PROMPT:
Return only what runs from the line containing "sample to show" through the last line of the entries below, exactly, omitting pictures.

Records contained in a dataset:
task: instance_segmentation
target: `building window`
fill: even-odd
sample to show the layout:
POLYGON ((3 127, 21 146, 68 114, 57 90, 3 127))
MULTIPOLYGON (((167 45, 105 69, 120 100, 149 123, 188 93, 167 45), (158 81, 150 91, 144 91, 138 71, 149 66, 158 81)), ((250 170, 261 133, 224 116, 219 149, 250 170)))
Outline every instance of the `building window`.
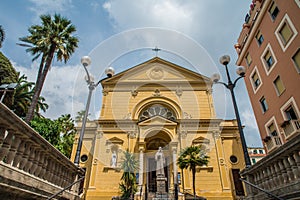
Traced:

OUTPUT:
sample to show the layout:
POLYGON ((3 127, 21 146, 68 114, 57 90, 3 127))
MULTIPOLYGON (((167 45, 105 69, 120 100, 149 123, 188 93, 167 45), (158 81, 150 91, 144 91, 138 71, 149 66, 158 81)), ((250 170, 261 133, 224 116, 219 149, 250 170)))
Outline every instance of the `building window`.
Traced:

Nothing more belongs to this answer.